== Written problem ==
Please copy out only the items below running from the line containing "In this exercise you will locate the information" through the end of the items, substituting "barrier post" for "stanchion post" and leaving everything else unchanged.

▬▬▬

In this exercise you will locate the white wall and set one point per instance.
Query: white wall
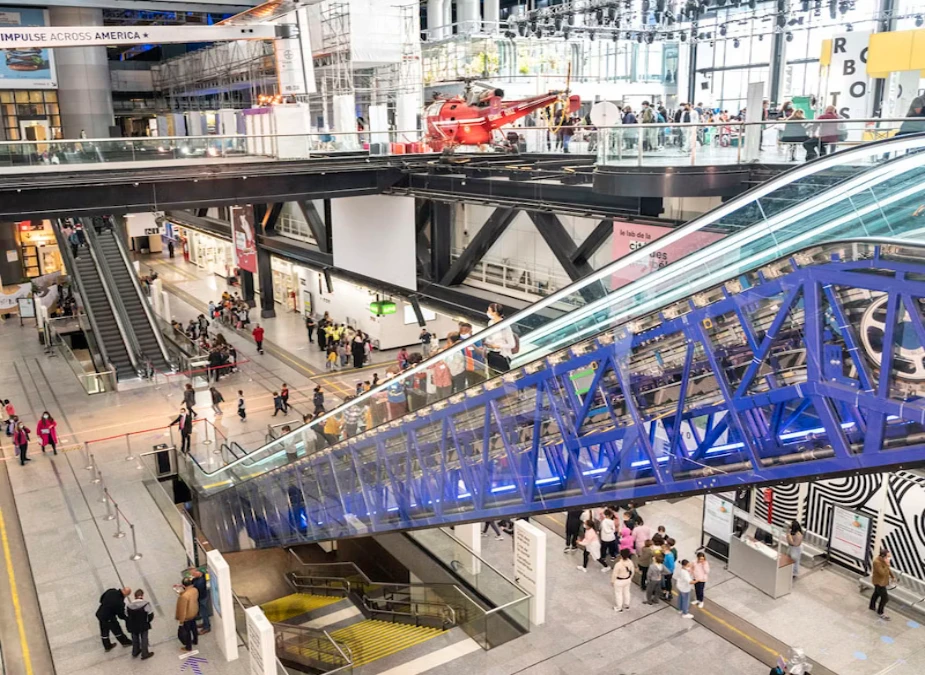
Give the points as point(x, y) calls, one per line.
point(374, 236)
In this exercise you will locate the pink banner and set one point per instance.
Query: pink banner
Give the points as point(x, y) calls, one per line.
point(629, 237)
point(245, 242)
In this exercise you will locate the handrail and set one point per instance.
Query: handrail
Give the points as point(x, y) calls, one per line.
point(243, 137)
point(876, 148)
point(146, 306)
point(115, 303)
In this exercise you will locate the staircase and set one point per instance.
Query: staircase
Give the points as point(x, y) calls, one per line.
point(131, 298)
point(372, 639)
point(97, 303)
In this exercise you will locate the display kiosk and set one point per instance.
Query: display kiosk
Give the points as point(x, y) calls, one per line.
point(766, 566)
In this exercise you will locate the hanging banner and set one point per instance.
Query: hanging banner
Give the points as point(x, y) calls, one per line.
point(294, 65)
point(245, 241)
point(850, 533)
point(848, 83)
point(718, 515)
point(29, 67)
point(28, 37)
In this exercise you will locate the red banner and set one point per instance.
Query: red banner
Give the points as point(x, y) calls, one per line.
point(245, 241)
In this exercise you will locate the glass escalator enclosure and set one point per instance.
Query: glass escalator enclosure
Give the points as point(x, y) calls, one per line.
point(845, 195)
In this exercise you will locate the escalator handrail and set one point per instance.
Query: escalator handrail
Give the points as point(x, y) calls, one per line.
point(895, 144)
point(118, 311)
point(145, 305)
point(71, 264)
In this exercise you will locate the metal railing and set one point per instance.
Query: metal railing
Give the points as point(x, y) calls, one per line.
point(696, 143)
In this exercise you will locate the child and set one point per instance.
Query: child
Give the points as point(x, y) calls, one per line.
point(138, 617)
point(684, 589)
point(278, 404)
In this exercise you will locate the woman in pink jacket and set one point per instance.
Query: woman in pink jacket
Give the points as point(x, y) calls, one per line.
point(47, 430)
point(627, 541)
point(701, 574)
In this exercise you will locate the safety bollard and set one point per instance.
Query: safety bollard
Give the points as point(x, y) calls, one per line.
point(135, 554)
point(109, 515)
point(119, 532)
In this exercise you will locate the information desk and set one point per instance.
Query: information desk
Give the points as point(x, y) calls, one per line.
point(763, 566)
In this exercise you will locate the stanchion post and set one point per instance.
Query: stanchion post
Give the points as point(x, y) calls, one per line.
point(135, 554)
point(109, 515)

▬▬▬

== Finished answer ==
In this exercise you will locate the information desk and set one point per instance.
Query: information desk
Give the points as point(x, y) calls, one per line.
point(763, 566)
In this exercise you will locate the barrier post and set one point per instance.
Query: barrier post
Give the points as point(x, y) calls, one per line.
point(135, 554)
point(109, 515)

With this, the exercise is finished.